Directions —
Every line holding the string "snow" is to be copied from the entries below.

___ Provided material

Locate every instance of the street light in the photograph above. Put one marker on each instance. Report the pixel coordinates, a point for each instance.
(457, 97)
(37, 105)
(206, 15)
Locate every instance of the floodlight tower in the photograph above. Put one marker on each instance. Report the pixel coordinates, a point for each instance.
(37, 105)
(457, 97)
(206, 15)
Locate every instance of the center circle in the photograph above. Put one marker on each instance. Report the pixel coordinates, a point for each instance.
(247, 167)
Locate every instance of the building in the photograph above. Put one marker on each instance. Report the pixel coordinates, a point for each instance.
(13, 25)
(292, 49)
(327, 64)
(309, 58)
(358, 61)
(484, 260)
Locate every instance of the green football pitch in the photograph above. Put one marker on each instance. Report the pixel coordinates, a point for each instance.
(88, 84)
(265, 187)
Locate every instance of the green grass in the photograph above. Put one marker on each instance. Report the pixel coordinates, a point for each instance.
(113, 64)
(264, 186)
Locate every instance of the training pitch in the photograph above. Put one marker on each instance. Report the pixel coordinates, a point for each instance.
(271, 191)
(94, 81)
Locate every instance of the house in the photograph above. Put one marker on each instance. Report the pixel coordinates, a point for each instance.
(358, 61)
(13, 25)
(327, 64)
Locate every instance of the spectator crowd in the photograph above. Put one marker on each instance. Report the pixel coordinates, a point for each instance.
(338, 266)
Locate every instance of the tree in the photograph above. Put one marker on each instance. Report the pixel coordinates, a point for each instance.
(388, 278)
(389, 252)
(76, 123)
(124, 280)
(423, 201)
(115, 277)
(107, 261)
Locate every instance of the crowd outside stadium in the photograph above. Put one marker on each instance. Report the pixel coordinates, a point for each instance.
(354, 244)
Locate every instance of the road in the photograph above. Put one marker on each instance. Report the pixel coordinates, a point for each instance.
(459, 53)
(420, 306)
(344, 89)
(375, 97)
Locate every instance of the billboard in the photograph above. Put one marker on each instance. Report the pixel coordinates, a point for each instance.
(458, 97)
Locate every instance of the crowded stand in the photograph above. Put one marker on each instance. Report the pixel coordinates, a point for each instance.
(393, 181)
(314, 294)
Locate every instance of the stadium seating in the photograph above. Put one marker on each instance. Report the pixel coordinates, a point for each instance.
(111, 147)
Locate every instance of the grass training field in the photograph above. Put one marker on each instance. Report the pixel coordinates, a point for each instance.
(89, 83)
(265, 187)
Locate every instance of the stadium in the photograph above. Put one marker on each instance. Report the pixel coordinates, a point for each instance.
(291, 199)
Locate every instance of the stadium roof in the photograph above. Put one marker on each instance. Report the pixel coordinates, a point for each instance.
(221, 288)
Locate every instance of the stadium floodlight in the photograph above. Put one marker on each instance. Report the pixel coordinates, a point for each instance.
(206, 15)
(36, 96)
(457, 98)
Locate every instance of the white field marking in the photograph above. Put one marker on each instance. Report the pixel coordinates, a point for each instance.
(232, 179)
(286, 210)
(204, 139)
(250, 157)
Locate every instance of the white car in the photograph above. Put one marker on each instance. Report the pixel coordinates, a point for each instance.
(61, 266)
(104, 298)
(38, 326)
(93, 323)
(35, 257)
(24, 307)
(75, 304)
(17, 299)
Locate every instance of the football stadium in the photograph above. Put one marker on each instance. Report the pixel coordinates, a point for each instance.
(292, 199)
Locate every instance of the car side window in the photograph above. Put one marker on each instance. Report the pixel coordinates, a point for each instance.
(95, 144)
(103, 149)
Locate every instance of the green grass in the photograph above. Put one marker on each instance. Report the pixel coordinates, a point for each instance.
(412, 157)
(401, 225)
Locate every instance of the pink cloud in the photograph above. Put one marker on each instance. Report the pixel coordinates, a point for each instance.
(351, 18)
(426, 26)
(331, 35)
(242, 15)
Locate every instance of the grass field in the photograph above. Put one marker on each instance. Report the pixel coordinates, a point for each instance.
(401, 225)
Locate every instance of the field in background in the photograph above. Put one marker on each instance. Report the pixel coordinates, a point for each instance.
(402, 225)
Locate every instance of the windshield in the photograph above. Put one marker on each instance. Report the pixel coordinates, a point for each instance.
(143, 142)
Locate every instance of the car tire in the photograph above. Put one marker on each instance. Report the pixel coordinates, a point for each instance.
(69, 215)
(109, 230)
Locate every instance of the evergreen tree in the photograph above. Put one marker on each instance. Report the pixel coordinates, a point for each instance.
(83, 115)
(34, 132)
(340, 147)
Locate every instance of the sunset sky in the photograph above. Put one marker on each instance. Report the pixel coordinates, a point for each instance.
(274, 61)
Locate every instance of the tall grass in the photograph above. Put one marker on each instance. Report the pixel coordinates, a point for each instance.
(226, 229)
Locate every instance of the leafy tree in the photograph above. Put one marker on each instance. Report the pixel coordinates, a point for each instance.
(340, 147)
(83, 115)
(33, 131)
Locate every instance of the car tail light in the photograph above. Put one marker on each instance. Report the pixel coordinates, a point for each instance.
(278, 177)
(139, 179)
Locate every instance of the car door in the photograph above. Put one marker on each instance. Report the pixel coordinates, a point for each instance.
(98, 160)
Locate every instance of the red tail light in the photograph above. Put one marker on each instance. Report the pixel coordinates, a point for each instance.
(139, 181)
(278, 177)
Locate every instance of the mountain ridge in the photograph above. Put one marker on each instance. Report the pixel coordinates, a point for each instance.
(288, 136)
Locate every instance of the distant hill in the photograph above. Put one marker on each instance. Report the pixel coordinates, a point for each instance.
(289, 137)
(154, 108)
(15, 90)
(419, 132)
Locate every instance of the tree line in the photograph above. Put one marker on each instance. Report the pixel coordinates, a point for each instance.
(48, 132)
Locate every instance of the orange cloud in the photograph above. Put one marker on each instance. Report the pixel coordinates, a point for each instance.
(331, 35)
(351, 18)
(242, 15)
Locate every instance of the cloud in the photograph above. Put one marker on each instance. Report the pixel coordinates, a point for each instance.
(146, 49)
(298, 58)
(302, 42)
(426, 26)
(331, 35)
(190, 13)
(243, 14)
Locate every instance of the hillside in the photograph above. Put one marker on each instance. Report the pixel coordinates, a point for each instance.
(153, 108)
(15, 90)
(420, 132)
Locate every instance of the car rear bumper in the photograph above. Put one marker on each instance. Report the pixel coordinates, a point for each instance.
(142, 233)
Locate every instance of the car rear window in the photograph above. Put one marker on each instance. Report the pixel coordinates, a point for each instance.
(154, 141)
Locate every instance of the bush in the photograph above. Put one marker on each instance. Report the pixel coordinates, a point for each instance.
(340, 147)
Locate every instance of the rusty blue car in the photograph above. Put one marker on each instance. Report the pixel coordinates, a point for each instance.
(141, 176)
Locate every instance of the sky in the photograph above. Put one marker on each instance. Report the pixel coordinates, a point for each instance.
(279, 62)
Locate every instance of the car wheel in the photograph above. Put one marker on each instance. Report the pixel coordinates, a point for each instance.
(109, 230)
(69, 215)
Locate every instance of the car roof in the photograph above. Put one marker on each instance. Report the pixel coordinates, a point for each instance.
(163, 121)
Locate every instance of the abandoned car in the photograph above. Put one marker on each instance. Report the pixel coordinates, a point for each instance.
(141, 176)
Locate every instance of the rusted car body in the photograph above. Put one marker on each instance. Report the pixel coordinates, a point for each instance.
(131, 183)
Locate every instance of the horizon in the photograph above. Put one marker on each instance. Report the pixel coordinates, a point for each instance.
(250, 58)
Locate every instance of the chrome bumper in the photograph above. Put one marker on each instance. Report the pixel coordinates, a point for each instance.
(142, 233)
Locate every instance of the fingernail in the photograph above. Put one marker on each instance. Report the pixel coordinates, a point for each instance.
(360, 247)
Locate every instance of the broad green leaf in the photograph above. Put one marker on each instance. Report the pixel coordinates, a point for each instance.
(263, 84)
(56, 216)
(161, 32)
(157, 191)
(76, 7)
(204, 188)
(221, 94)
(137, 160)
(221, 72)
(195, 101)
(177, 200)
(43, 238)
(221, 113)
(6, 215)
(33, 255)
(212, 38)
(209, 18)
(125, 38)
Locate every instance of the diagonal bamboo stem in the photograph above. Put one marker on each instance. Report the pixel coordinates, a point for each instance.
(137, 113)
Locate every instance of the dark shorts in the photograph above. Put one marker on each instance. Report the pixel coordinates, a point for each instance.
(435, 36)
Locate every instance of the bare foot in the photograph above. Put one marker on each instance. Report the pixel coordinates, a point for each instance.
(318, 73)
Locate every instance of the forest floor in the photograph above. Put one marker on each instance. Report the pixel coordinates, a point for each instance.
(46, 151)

______
___ Provided material

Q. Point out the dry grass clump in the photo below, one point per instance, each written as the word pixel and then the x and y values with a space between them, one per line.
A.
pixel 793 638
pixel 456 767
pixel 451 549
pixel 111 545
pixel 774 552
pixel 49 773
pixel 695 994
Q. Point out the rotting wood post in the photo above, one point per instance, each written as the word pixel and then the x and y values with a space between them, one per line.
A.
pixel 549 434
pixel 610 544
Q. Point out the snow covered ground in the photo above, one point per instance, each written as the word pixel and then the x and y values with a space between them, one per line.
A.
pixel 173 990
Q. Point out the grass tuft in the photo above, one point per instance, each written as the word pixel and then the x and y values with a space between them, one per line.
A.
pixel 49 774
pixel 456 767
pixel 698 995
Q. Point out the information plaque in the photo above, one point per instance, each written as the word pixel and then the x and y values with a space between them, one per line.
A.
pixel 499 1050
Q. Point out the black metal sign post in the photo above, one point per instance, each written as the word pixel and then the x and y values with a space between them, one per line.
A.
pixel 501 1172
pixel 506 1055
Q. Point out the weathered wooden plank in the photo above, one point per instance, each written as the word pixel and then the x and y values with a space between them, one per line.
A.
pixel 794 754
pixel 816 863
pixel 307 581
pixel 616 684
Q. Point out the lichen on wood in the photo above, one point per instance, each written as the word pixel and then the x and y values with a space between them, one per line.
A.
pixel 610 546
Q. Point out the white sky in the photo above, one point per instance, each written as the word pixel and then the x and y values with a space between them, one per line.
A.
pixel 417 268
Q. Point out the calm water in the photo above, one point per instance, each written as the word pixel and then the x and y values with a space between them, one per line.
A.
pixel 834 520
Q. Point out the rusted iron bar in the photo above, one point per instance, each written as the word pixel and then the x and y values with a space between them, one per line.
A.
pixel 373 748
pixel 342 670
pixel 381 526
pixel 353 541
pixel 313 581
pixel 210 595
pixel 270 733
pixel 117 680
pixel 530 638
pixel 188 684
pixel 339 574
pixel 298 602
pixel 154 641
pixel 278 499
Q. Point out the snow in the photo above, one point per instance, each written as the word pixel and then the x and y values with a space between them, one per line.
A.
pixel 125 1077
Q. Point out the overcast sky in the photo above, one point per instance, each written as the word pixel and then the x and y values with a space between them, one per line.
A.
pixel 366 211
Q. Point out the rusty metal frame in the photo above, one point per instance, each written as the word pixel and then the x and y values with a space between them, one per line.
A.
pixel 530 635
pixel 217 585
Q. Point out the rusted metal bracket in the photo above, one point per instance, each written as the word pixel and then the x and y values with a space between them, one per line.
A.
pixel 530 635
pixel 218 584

______

Response area —
Q. Point out the snow covered ground in the photo above, one point per instance, each written as the word pixel and then the x and y values with a space between them, one per line.
Q. Point out the snow in the photo above, one point per instance, each written as the word pixel and then the x and y values with a space between them, one per line.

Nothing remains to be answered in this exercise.